• **Le problème**
Recopiez à l'identique chaque ligne de la liste ci-dessous, sans en omettre aucune.

=-=-=

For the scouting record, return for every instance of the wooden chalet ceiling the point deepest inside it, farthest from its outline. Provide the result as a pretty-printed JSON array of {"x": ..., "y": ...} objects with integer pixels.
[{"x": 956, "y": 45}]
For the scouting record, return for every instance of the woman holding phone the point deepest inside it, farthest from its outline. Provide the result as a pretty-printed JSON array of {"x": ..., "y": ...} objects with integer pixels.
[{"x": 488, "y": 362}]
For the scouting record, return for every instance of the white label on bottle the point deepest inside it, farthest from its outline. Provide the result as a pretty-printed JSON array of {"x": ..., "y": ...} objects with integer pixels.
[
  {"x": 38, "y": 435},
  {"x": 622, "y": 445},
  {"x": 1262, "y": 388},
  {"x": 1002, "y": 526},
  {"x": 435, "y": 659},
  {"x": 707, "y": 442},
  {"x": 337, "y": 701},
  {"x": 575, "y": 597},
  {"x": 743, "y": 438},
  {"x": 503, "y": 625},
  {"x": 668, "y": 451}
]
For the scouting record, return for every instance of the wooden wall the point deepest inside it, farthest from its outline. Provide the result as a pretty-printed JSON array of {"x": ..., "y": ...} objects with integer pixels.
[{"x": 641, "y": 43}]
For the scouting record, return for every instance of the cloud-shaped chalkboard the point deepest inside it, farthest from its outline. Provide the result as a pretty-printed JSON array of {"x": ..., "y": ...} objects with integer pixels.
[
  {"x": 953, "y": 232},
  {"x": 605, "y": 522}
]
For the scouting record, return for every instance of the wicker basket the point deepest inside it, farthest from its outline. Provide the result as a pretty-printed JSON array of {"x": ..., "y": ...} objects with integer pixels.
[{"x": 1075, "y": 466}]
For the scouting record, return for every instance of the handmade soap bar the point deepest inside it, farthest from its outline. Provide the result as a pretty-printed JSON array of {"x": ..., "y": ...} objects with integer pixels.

=-=-=

• **Réponse écrite**
For the scouting record, return for every instance of the wooden chalet ceiling the point deepest inside it, farthest from its outline. Provide the result as a pretty-printed JSON array of {"x": ..., "y": ...} objects with integer pixels.
[{"x": 956, "y": 45}]
For the scouting record, return for every instance of the woman holding phone the point deepest inside it, farthest from its outline. Provide the result as a pretty-printed JSON array of {"x": ..., "y": ...} objects with integer pixels.
[{"x": 488, "y": 362}]
For the scouting record, return for every instance of the white label on bottle the point deepest inside it, farthest from its outline. Provide the result as a pretty-printed JSON array of {"x": ..., "y": ...} objects with integer pixels.
[
  {"x": 38, "y": 435},
  {"x": 622, "y": 445},
  {"x": 1262, "y": 388},
  {"x": 1002, "y": 526},
  {"x": 435, "y": 659},
  {"x": 707, "y": 442},
  {"x": 337, "y": 701},
  {"x": 575, "y": 597},
  {"x": 743, "y": 438},
  {"x": 503, "y": 625},
  {"x": 668, "y": 451}
]
For the scouting record, return for every instance of the wooden wall the point deepest inside it, farthest from its outline. Provide the result as a pretty-printed JSON array of {"x": ..., "y": ...} objects with integer pixels.
[{"x": 641, "y": 43}]
For the scouting record, return for every instance of the cloud-shaped chalkboard the point deepest inside it, farthest from its outline. Provide the result as a pretty-printed JSON array of {"x": ..., "y": ...} objects with integer pixels.
[
  {"x": 953, "y": 232},
  {"x": 605, "y": 522}
]
For the scouting record, return for every instance of the wicker basket the point deepest inside it, farthest from its outline. Provide the result as a pretty-printed JSON array of {"x": ..., "y": ...} objects with integer pixels.
[{"x": 1075, "y": 466}]
For the scouting record, return for every instance of the handmade soap bar the point deepest inside it, farthest from its outline. Provide the result as a pretty-printed JSON array of {"x": ..., "y": ...} objects with integer pixels.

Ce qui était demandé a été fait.